=== Records for this task ===

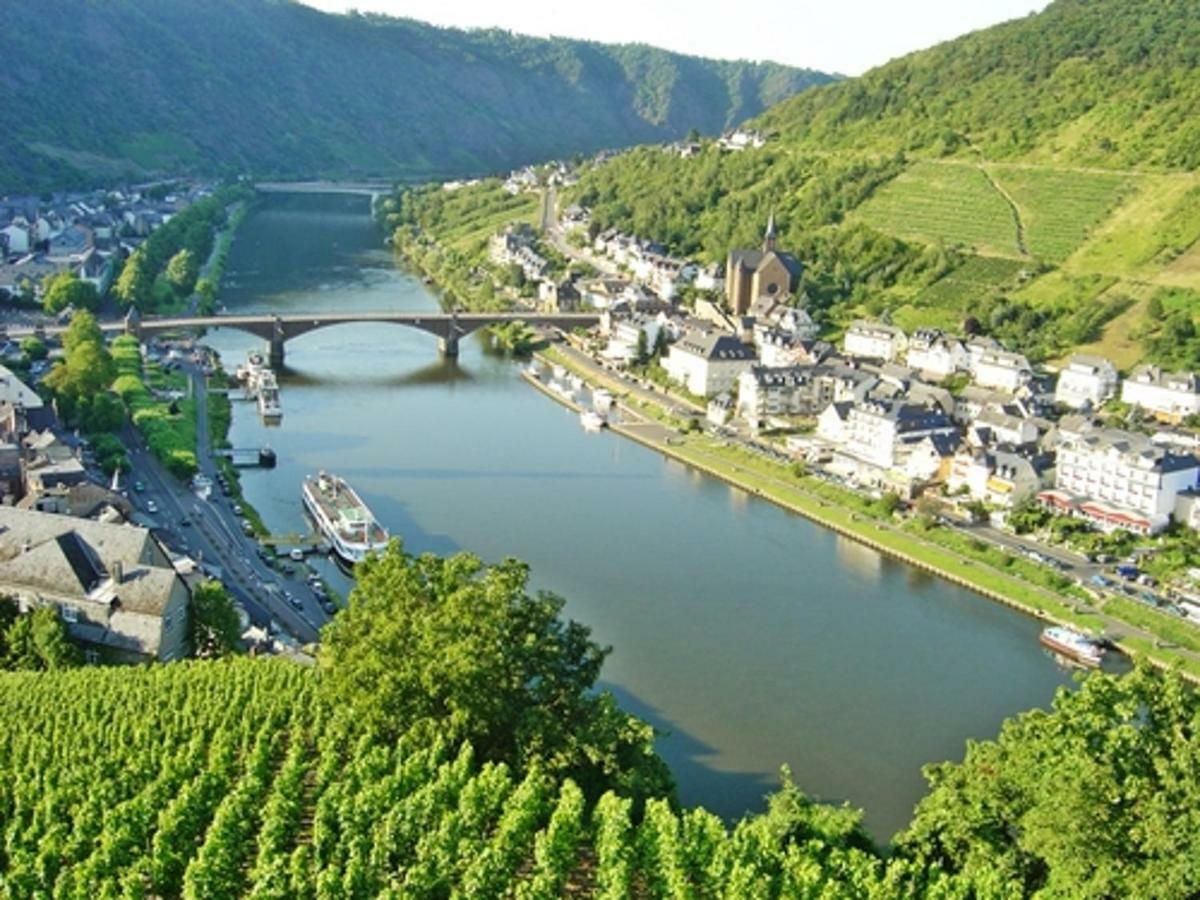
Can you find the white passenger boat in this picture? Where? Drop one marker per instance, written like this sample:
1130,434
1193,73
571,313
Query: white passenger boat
591,420
1074,646
342,517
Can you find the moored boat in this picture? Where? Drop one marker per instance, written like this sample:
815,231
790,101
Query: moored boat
601,401
1074,646
342,517
269,397
591,420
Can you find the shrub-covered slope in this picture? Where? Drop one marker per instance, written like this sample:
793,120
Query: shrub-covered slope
277,88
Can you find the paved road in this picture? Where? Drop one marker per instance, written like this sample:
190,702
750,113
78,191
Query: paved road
553,233
209,532
304,619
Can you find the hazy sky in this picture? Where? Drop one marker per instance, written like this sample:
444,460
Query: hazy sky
846,36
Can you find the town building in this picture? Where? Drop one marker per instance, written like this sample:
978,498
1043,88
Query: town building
754,274
873,340
113,585
936,354
1001,370
875,432
765,391
707,363
1119,479
1170,396
999,478
1086,382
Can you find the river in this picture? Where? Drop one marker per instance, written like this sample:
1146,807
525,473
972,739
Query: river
749,635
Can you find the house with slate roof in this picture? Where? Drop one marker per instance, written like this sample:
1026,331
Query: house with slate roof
113,585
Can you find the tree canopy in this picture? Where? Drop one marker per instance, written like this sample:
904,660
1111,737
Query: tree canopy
69,289
215,628
457,640
1098,797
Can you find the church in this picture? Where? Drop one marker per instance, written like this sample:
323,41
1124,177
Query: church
755,274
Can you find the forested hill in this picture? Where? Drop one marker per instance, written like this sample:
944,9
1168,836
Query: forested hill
271,87
1036,180
1108,83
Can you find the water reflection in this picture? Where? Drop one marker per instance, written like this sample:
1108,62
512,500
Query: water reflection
753,636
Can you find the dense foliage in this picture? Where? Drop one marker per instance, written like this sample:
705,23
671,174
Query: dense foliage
1103,83
947,189
234,778
1099,797
163,270
167,425
281,89
34,641
453,640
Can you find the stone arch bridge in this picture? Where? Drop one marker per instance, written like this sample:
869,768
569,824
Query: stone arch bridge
277,330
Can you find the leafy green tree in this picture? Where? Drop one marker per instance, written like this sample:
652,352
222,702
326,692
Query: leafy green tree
1097,798
39,641
135,285
456,640
69,289
213,622
103,414
34,347
181,271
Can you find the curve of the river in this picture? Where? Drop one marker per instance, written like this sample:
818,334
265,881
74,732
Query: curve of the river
751,636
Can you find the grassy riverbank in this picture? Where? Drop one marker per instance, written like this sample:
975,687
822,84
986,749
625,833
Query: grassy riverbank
982,568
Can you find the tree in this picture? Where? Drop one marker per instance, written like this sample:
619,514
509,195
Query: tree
69,289
213,621
1097,798
642,352
133,286
181,273
454,640
101,414
34,347
39,641
83,329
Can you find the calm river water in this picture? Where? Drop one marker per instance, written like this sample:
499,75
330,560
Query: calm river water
751,636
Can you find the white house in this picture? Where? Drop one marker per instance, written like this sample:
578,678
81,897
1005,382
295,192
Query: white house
874,340
1120,480
1005,429
765,391
708,363
711,279
1171,396
623,343
935,354
17,237
1002,370
875,430
1086,383
999,478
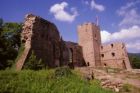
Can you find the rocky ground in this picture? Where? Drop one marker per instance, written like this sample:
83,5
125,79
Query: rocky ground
112,78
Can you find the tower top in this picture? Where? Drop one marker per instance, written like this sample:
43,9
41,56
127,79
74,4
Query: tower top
97,20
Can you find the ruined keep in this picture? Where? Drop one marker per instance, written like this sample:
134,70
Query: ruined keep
42,37
97,55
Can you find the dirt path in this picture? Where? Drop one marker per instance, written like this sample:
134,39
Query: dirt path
113,79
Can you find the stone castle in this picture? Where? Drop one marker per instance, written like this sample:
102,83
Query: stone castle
42,37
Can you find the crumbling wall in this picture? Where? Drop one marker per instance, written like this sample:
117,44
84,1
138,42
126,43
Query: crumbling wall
42,37
75,54
89,39
114,55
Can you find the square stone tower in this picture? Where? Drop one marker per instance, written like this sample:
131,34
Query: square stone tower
90,41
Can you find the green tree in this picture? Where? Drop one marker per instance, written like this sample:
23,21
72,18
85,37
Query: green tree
9,43
33,63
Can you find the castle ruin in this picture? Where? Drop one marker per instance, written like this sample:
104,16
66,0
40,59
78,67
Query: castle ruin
42,37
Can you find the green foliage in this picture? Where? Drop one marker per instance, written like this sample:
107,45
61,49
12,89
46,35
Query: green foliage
9,43
45,81
62,71
135,60
127,88
33,63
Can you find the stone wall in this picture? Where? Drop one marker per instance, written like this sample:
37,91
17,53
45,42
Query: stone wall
75,54
115,55
90,41
44,39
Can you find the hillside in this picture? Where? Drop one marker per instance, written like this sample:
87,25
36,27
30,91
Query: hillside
135,60
47,81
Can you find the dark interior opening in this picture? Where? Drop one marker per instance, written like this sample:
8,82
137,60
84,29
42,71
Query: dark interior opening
113,54
112,45
87,63
102,55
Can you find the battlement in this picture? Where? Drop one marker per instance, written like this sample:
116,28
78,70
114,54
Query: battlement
88,24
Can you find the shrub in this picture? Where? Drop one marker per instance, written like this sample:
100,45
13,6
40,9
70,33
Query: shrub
33,63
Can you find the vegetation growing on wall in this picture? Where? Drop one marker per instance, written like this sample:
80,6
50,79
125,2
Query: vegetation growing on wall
9,43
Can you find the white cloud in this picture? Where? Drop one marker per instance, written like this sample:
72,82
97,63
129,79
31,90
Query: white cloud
123,34
130,36
133,47
129,14
96,6
61,14
131,18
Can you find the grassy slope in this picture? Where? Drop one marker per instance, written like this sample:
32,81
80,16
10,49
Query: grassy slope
43,81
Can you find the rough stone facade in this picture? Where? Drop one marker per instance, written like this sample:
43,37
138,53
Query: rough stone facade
97,55
75,54
115,55
42,37
90,40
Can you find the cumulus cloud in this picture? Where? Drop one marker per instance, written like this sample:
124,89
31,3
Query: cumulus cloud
123,34
129,14
130,36
133,46
61,14
96,6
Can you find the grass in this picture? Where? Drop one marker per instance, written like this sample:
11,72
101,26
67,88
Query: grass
20,52
127,88
47,81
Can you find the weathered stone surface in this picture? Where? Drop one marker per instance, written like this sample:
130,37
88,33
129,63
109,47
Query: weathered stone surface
75,54
42,37
97,55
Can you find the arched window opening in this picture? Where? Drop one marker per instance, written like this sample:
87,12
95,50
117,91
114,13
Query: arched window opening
113,54
112,45
102,55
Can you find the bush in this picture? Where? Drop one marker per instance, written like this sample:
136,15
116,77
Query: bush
62,71
45,81
33,63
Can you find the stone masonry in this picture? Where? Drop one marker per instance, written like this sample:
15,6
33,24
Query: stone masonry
42,37
97,55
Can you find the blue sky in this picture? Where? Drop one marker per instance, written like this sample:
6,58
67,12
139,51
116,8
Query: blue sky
119,20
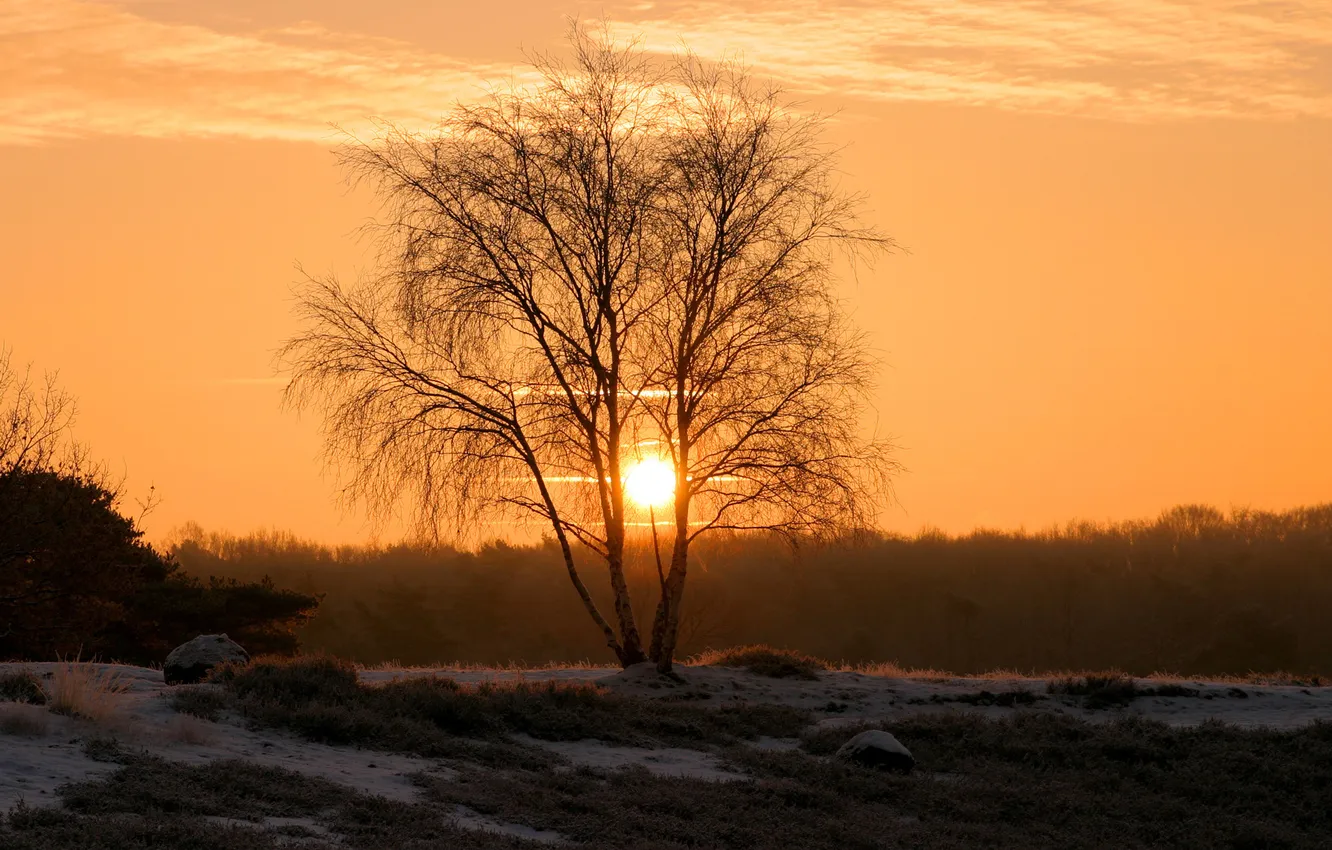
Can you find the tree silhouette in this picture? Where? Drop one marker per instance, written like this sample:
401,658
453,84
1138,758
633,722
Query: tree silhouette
624,259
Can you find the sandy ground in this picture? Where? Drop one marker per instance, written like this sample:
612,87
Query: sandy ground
35,765
853,697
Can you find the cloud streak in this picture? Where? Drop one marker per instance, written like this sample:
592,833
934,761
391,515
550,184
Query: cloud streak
1119,59
76,68
71,68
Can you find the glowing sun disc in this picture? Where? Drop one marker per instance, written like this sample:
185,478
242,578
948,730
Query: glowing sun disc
650,482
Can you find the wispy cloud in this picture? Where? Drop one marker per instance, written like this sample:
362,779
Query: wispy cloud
1124,59
72,68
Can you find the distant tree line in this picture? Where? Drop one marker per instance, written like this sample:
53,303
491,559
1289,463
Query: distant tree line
76,577
1195,590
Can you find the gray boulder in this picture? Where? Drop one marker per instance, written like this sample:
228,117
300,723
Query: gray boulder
877,749
191,661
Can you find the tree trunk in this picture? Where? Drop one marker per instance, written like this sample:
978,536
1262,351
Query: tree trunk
666,628
630,642
573,573
632,645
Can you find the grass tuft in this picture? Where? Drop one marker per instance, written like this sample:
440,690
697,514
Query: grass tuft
1114,689
21,686
765,661
80,689
203,701
321,700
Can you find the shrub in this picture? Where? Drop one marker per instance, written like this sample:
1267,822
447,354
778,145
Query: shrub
320,698
21,686
204,701
19,718
765,661
1103,690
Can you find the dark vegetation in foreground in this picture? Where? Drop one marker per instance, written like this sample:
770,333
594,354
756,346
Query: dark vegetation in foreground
1194,592
321,700
76,577
1030,780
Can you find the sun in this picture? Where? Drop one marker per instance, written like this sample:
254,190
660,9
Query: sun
650,482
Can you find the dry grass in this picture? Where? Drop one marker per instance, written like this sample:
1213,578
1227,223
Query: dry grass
79,689
763,661
21,685
470,666
21,718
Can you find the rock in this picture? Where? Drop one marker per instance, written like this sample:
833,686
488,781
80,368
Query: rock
191,661
877,749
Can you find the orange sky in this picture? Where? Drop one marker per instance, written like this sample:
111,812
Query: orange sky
1118,297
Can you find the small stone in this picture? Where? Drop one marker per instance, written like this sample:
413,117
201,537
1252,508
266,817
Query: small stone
191,661
877,749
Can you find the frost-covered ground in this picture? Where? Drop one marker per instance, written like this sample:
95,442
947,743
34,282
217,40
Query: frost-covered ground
32,766
35,764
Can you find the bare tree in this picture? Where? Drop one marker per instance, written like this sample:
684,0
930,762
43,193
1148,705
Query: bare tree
762,381
485,367
620,259
36,419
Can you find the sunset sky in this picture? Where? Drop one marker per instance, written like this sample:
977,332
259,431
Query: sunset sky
1116,297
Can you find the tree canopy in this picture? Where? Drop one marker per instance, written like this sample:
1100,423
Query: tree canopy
630,261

===

* [Set task] Rescale everything from the line containing "Can you find the sunset" down to the end of the rows, and write those lines out again with the requests included. Multiply each answer coordinate by 0.55 and round to a whole number, with halves rounded up; the sample coordinates within the requests stay as they are.

* [Correct output]
Can you find the sunset sky in this picture? Where? Drop one marker per instance, written like this sample:
977,332
259,431
Query: sunset sky
614,163
Can you find the tree canopy in this picture? Where? Drop one marker per instance, written like this sample:
1100,423
Query: tree canopy
347,144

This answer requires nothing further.